Source data:

——————————

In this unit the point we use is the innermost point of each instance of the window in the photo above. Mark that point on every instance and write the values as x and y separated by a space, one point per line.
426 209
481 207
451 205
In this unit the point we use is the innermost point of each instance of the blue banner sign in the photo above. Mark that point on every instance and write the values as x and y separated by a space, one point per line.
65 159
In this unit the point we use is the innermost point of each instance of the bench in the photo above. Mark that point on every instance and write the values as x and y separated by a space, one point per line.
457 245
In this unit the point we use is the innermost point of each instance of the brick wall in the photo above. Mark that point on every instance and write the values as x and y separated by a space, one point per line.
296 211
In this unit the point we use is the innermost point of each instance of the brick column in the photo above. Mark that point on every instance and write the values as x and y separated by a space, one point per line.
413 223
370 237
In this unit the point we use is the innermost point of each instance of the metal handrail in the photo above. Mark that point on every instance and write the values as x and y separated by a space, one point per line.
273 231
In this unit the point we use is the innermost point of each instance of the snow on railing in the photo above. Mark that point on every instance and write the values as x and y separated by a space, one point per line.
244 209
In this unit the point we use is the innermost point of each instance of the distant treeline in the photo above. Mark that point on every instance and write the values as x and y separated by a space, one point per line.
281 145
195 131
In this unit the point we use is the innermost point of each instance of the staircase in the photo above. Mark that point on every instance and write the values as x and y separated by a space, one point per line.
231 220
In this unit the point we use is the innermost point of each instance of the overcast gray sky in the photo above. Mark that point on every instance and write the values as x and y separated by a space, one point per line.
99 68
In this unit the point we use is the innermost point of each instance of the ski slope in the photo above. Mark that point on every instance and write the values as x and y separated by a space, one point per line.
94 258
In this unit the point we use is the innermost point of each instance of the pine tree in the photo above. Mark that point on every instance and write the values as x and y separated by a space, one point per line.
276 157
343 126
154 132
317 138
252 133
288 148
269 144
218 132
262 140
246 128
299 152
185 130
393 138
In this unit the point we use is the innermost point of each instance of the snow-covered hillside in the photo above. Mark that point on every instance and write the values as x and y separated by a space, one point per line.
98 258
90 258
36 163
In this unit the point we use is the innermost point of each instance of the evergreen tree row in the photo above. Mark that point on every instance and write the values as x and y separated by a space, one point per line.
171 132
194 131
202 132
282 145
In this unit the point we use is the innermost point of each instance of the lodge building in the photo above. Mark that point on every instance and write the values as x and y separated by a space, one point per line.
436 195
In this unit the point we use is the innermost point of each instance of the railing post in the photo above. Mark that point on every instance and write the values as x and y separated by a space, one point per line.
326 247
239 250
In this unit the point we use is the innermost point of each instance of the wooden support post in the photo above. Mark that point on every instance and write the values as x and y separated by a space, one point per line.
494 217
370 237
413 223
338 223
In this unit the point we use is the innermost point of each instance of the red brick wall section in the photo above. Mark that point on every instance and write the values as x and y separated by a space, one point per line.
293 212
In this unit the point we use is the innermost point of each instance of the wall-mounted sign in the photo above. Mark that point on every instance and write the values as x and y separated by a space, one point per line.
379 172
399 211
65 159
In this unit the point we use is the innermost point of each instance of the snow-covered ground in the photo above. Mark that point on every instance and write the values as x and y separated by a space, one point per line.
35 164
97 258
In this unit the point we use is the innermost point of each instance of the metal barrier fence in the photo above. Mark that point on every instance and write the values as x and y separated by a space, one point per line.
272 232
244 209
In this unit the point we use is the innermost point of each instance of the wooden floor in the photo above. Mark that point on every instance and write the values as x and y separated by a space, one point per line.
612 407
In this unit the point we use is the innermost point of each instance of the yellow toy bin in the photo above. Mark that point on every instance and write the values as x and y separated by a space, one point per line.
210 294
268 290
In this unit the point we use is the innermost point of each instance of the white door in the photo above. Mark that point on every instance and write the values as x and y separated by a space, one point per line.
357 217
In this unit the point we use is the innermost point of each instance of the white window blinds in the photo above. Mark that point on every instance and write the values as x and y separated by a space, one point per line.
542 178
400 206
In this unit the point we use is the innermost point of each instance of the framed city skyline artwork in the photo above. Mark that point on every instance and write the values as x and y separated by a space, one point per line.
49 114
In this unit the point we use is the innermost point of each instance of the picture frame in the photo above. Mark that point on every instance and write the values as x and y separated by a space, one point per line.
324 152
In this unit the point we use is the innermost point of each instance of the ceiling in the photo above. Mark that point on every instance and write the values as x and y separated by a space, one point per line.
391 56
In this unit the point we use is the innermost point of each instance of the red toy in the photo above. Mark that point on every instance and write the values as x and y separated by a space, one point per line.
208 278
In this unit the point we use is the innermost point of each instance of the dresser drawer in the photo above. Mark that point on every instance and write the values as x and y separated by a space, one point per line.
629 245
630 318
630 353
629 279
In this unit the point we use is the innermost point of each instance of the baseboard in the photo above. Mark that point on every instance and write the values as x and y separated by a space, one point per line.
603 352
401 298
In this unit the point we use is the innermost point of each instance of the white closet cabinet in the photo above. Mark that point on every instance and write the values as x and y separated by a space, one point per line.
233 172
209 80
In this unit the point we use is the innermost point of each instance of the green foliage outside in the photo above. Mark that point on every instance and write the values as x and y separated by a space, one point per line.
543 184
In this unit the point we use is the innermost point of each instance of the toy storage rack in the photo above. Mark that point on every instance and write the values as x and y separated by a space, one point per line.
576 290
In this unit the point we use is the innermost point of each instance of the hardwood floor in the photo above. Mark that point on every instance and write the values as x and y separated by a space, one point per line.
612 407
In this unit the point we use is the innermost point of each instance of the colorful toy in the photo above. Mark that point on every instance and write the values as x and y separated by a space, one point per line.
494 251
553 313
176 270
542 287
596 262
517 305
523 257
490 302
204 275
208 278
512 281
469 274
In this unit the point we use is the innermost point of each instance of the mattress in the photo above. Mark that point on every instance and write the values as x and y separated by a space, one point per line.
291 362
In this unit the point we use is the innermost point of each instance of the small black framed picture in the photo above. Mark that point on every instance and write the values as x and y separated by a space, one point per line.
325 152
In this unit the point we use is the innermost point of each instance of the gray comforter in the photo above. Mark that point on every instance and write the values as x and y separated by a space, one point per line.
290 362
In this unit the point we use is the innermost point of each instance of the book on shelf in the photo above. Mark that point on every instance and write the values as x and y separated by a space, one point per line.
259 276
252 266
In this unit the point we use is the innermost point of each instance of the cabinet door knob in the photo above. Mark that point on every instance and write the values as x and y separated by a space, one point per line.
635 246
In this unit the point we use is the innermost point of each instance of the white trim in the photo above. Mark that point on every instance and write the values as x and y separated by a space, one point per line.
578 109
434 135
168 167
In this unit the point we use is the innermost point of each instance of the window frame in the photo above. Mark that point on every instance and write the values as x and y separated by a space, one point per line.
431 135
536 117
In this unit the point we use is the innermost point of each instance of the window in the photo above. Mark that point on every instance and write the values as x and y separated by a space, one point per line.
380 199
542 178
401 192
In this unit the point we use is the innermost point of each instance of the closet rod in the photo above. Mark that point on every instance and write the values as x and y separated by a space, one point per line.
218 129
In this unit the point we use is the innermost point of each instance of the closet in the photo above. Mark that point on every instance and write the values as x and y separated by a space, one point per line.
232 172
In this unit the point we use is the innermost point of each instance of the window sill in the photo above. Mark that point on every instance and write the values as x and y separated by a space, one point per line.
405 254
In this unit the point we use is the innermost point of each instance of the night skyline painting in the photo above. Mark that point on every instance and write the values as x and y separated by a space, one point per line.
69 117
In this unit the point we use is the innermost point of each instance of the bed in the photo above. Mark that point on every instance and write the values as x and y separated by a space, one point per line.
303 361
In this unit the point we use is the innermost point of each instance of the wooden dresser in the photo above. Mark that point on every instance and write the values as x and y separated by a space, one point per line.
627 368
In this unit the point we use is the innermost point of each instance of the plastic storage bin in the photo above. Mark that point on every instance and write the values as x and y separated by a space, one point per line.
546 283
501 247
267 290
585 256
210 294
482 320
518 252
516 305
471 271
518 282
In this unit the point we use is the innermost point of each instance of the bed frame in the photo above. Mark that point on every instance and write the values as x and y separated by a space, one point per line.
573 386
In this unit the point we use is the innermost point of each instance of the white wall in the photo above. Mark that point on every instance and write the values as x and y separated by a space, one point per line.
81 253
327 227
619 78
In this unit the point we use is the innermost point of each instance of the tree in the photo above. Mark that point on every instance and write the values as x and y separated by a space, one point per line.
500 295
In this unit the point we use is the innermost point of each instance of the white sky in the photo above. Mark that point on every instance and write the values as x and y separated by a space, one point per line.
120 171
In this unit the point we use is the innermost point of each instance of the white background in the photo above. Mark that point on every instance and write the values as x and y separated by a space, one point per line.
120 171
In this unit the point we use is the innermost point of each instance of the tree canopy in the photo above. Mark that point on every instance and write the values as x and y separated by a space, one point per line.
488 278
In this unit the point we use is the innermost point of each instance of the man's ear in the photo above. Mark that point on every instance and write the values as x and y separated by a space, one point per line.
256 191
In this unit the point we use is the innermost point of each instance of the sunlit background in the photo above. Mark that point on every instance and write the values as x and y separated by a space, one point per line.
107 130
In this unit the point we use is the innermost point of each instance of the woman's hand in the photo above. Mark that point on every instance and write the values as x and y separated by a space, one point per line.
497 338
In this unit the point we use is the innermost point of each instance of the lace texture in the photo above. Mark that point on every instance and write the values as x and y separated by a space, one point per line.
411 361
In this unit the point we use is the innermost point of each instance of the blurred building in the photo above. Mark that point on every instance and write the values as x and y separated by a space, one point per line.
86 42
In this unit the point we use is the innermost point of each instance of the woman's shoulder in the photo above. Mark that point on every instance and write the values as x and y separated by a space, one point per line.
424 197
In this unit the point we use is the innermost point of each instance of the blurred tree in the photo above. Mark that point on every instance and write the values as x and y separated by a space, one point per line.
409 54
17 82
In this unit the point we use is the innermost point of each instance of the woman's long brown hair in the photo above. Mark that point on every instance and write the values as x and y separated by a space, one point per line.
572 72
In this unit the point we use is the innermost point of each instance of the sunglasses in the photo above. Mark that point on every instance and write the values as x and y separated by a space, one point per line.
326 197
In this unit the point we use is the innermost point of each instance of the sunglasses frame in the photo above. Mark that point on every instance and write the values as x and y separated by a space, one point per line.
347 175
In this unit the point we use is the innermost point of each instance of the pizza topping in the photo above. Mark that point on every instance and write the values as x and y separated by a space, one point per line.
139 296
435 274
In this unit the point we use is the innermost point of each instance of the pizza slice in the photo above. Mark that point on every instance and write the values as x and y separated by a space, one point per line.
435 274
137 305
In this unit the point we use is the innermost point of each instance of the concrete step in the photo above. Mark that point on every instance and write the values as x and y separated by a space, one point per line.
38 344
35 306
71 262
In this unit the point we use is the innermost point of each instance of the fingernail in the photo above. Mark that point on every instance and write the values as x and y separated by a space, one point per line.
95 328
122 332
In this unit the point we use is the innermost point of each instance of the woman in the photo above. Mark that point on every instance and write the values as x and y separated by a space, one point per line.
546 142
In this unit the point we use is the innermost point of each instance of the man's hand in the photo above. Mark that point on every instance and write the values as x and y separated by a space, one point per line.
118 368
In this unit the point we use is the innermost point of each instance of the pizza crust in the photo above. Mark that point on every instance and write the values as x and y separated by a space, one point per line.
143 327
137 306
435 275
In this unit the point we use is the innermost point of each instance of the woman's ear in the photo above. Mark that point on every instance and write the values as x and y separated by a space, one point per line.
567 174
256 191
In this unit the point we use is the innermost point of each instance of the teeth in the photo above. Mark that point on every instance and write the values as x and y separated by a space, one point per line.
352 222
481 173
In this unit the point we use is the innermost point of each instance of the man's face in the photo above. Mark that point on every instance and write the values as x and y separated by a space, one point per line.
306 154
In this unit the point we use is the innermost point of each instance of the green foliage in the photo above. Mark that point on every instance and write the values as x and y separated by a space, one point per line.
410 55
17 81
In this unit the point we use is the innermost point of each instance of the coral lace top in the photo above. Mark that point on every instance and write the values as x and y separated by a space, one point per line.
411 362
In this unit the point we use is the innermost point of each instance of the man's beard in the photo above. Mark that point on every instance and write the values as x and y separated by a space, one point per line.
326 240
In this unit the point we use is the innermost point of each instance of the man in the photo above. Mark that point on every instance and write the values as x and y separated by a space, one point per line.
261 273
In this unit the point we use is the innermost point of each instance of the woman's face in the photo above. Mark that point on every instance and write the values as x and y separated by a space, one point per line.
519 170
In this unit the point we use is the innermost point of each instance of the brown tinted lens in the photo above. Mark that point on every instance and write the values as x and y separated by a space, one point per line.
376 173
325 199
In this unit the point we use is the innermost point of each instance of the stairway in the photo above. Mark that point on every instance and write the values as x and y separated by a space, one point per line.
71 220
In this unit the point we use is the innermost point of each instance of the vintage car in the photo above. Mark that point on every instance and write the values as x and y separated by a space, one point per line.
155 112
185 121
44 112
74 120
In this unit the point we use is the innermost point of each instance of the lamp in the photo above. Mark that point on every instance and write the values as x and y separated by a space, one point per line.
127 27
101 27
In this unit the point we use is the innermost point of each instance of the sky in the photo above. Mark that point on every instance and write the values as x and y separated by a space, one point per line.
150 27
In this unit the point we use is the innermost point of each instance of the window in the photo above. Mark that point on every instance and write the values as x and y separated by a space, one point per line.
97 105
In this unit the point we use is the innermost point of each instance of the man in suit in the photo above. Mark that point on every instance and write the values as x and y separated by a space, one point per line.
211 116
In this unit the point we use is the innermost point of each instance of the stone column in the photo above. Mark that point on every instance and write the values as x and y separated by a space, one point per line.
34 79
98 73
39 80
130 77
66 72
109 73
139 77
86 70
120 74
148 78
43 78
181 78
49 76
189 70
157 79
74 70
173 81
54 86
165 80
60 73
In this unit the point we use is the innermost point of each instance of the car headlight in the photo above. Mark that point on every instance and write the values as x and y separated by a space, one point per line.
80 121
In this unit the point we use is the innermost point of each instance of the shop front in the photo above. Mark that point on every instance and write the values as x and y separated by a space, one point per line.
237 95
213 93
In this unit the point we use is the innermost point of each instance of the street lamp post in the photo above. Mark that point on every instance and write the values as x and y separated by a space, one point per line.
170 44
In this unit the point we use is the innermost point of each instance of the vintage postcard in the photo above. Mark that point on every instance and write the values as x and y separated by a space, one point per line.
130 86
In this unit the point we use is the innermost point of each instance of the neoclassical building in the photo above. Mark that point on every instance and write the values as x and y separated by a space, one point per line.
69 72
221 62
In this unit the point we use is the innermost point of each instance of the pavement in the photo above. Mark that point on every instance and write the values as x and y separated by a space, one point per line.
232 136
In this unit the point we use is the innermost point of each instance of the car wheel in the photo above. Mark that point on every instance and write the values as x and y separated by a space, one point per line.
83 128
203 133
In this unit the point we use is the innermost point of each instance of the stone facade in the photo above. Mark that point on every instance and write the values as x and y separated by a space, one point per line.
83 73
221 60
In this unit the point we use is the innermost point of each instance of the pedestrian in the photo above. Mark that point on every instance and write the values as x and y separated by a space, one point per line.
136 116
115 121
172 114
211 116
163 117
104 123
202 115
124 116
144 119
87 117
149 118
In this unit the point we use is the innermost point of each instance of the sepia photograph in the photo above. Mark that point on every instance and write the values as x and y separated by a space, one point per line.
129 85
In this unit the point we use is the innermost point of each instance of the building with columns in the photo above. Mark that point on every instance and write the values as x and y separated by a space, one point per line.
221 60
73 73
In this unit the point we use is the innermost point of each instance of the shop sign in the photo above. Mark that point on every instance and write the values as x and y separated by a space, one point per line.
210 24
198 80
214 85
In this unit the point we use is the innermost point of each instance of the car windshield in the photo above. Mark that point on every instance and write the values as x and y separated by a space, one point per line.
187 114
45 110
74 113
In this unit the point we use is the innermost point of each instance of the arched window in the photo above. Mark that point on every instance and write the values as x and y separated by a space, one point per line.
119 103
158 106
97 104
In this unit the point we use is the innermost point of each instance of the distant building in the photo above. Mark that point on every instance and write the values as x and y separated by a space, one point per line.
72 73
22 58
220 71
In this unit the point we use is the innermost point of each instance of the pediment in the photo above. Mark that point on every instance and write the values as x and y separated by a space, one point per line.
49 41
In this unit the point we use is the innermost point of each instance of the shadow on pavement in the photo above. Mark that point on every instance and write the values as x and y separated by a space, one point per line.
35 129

——————————

Your instructions: Repeat exactly, and only, the lines from the line containing "the distant building" through the last line of the records above, both included.

The output:
In this unit the point we use is the innermost point of each instance of the distant building in the photo above. Mark that point on every instance and write the values as x and y separated by a space, one point per line.
72 73
22 58
220 71
In this unit the point we use is the innermost point of each instance of the pediment in the photo above. Mark that point on every instance and write the values as x and y separated by a space, one point per line.
49 41
In this unit the point we use is the innermost point of each instance of the shadow on pavement in the photo above. Mark that point on every instance and write the values as x and y separated by a space, one point per line.
35 129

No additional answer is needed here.